The task - The full listing, minus its pictures, should be printed again exactly as it stands.

Entries provided -
=== Begin Enclosure ===
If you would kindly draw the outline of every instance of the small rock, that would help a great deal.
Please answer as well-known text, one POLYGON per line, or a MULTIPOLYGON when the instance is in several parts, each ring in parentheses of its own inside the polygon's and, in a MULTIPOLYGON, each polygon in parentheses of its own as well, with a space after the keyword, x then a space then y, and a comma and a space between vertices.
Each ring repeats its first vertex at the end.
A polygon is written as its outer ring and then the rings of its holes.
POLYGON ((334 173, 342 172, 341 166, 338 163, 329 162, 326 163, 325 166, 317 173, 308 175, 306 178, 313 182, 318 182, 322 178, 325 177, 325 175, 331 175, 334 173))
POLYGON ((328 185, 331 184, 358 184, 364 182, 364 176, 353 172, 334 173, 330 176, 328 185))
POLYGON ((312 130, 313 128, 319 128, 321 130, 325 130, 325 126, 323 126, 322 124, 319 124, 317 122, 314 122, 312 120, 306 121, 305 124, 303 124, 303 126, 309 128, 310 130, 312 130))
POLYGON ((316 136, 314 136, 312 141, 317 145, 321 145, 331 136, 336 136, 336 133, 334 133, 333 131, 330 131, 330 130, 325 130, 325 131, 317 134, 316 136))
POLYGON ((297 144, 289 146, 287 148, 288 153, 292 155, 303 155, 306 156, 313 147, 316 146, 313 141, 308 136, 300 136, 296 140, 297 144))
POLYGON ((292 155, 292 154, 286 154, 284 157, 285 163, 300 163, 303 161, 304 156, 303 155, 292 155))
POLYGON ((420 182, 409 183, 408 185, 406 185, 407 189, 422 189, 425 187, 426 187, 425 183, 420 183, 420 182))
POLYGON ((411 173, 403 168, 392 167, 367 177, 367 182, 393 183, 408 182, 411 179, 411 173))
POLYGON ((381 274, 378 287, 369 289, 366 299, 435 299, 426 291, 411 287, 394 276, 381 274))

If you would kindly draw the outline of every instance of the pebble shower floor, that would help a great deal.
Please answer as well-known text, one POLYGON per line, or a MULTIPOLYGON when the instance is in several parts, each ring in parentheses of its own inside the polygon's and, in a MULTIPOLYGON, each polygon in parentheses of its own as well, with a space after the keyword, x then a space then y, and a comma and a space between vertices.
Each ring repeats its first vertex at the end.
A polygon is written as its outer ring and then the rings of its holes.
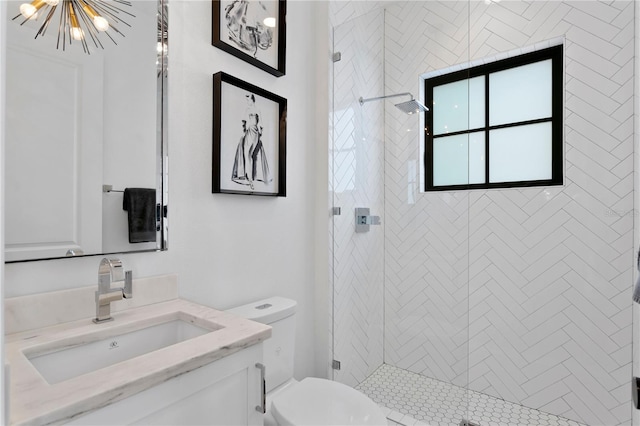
=== End Enclosure ===
Task response -
If you would kindly draw the outline of every instance of the small rock, that would help a great deal.
Please answer as well-known text, one POLYGON per line, or a MULTIPOLYGON when the instance is in several parts, each ring in parentheses of its own inside the polygon's and, in a MULTIPOLYGON, each polygon in parentheses of its own as well, with a space after the keyword, x then a space then y, and a comma and a space between vertices.
Each ring repeats its first vertex at the end.
A polygon is written as its outer ring and then the rings of its holes.
POLYGON ((334 173, 342 172, 341 166, 338 163, 329 162, 326 163, 325 166, 317 173, 308 175, 306 178, 313 182, 318 182, 322 178, 325 177, 325 175, 331 175, 334 173))
POLYGON ((328 185, 331 184, 358 184, 364 182, 364 176, 353 172, 334 173, 330 176, 328 185))
POLYGON ((312 130, 313 128, 319 128, 321 130, 325 130, 325 126, 323 126, 322 124, 319 124, 317 122, 314 122, 312 120, 306 121, 305 124, 303 124, 303 126, 309 128, 310 130, 312 130))
POLYGON ((316 136, 314 136, 312 141, 317 145, 321 145, 331 136, 336 136, 336 133, 334 133, 333 131, 330 131, 330 130, 325 130, 325 131, 317 134, 316 136))
POLYGON ((297 144, 289 146, 287 148, 288 153, 292 155, 303 155, 306 156, 313 147, 316 146, 313 141, 308 136, 300 136, 296 140, 297 144))
POLYGON ((292 155, 292 154, 286 154, 284 157, 285 163, 300 163, 303 161, 304 156, 303 155, 292 155))
POLYGON ((420 182, 409 183, 408 185, 406 185, 407 189, 422 189, 425 187, 426 187, 425 183, 420 183, 420 182))
POLYGON ((411 173, 403 168, 392 167, 367 177, 367 182, 393 183, 408 182, 411 179, 411 173))
POLYGON ((381 274, 378 287, 369 289, 366 299, 435 299, 426 291, 411 287, 394 276, 381 274))

If you would kindly draw the outline of every instance of the pebble shower floor, that would help a great deal.
Please answer as well-known text, one POLYGON per line, or a MULTIPOLYGON when the instance is in several parts, each ring in parentheses of its own inside the polygon's and, in a MULTIPOLYGON, each polygon in parentheses of its own as well, with a space after the keyword, x then a space then y, and a comma and a space between vertices.
Each ring repeats its first vertex at the end.
A polygon is written as its outer ring and then the rings of its holes.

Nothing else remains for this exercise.